(Exercise) Print the items below word for word, from the line that contains "spot the kitchen drawer front." through the last line of the items, including both ends.
#### Exercise materials
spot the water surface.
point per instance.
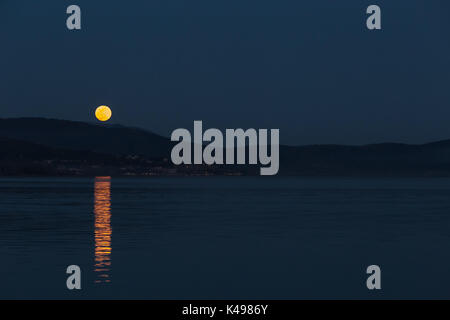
(224, 237)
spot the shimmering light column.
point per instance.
(103, 232)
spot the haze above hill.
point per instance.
(39, 138)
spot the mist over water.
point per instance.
(224, 237)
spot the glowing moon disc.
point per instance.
(103, 113)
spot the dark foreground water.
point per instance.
(224, 237)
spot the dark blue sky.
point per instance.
(310, 68)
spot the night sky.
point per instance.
(310, 68)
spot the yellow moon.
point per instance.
(103, 113)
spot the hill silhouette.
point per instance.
(30, 140)
(73, 135)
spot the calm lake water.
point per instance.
(224, 237)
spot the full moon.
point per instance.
(103, 113)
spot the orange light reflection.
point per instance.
(103, 232)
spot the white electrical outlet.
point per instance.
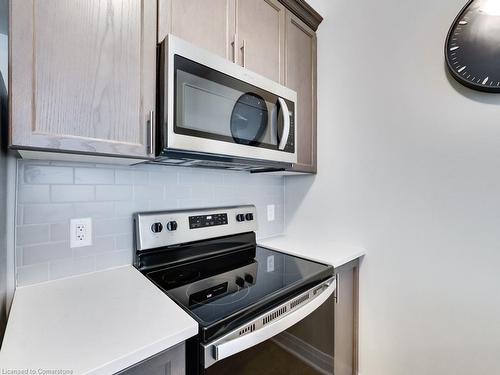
(80, 232)
(270, 212)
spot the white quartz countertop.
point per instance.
(97, 323)
(318, 248)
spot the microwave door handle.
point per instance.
(286, 123)
(228, 348)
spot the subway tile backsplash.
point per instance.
(51, 193)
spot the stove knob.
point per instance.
(172, 225)
(240, 282)
(156, 227)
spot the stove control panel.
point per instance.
(202, 221)
(165, 228)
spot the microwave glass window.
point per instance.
(249, 119)
(213, 105)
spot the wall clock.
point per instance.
(473, 46)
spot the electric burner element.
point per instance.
(211, 266)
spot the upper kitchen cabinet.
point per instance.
(83, 76)
(260, 36)
(247, 32)
(207, 24)
(300, 75)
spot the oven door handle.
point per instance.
(228, 348)
(286, 123)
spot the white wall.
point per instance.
(409, 169)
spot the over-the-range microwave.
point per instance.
(215, 113)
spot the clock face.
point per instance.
(473, 46)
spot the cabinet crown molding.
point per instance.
(304, 11)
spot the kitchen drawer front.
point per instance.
(169, 362)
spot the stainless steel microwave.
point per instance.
(214, 113)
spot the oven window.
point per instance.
(212, 105)
(307, 348)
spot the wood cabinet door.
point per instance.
(300, 75)
(83, 75)
(207, 24)
(260, 30)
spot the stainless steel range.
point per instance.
(241, 294)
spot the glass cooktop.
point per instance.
(224, 290)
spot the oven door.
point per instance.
(217, 107)
(279, 338)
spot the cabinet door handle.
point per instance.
(337, 290)
(233, 46)
(151, 133)
(243, 52)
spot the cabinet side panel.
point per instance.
(21, 71)
(300, 76)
########
(Result of the exercise)
spot the kitchen drawer front.
point per instance.
(169, 362)
spot the stainless steel microwave.
point per instance.
(214, 113)
spot the oven window.
point per instance.
(212, 105)
(307, 348)
spot the wood cabinet door.
point per instance.
(300, 75)
(83, 75)
(207, 24)
(260, 30)
spot the stainless steel range.
point per instance.
(241, 294)
spot the glass cooktop.
point per instance.
(224, 290)
spot the oven door.
point per instance.
(217, 107)
(279, 338)
spot the cabinet door handle.
point per instance.
(337, 290)
(233, 46)
(151, 133)
(243, 52)
spot the cabinet side panel.
point per instance.
(21, 71)
(300, 76)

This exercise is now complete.